§ The problem
In the post about chometz and milking below, condense the paragraph beginning "I am not making any such assumptions" into a shorter version that keeps its main facts.

§ Document excerpt
****************

[Avodah] : Chometz milking question

Eliyahu Grossman Eliyahu at KosherJudaism.com
Tue Apr 12 22:32:19 PDT 2011


RAM:

> You are presuming that if the cows would eat chometz right up until Pesach
then there would be a problem with the milk that they produce. 
> And maybe there would be. Or maybe it is just a practical step in the
process of cleaning the area to insure that no chometz grains fall into the
milk on Chol Hamoed.

Me: (The following also covers points raised by others on this list)

I am not making any such assumptions, but I am actually stating the
opposite. What I was trying to say was that there is most likely no problem
because milk from a Jewish or non-Jewish source is not chometz, nor is there
any likelihood that chometz is floating in the milk any more than bugs are.

****************

§ Supplied information
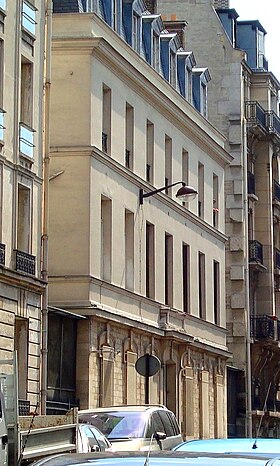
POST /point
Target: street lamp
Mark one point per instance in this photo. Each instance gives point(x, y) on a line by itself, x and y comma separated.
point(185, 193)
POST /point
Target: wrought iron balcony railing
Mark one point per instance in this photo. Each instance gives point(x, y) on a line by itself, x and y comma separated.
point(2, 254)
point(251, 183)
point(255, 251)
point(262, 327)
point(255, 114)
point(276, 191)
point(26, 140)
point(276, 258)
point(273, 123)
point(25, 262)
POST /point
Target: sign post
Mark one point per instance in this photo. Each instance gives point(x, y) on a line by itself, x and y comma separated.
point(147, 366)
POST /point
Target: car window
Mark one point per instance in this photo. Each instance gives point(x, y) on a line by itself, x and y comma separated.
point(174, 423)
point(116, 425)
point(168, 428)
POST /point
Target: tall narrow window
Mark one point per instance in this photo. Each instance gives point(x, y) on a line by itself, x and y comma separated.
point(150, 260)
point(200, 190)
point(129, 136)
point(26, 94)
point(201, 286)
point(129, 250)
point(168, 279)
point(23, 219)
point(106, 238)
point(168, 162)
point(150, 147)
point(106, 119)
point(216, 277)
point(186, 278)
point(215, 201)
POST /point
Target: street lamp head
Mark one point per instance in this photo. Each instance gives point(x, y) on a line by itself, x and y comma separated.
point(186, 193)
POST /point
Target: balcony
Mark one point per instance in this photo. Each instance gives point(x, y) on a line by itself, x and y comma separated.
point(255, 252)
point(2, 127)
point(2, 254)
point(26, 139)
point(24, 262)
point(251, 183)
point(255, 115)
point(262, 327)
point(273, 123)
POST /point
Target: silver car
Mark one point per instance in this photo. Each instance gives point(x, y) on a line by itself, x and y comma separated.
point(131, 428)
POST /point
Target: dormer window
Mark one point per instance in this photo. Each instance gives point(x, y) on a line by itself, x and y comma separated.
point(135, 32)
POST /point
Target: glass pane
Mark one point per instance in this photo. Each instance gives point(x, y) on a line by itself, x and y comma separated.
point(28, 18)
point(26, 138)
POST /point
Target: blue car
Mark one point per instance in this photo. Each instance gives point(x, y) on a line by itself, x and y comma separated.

****************

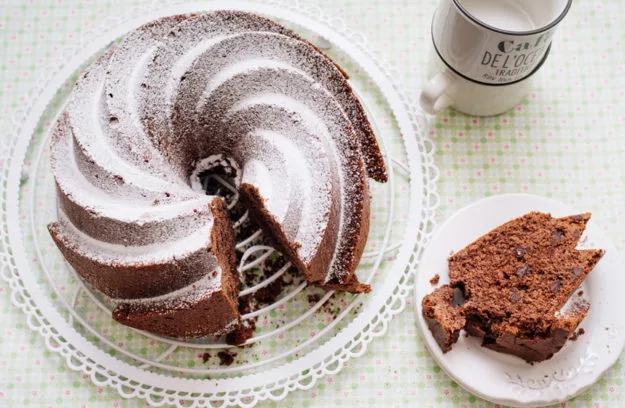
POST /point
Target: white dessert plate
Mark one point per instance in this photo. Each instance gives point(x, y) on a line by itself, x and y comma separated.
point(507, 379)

****************

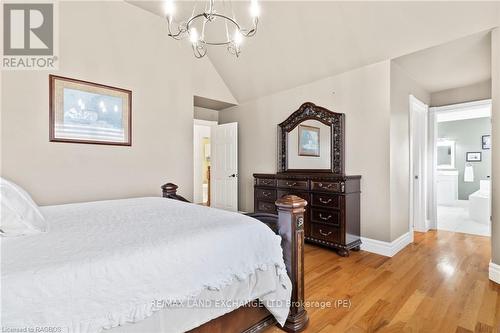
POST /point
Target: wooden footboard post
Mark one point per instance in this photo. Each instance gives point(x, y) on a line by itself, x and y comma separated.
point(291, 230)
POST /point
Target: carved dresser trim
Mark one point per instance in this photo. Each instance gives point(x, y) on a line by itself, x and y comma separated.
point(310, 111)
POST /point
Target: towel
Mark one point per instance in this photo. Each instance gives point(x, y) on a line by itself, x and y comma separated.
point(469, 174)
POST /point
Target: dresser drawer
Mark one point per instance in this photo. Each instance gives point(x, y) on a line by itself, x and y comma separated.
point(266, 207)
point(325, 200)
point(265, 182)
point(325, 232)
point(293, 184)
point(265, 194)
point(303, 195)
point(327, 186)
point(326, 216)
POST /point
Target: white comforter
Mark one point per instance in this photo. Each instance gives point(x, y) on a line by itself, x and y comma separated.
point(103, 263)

****************

§ Full output
The writer makes no such assumption and argues the opposite: there is most likely no problem. Milk from a Jewish or non-Jewish source is not chometz, and chometz is no more likely to be floating in the milk than bugs are.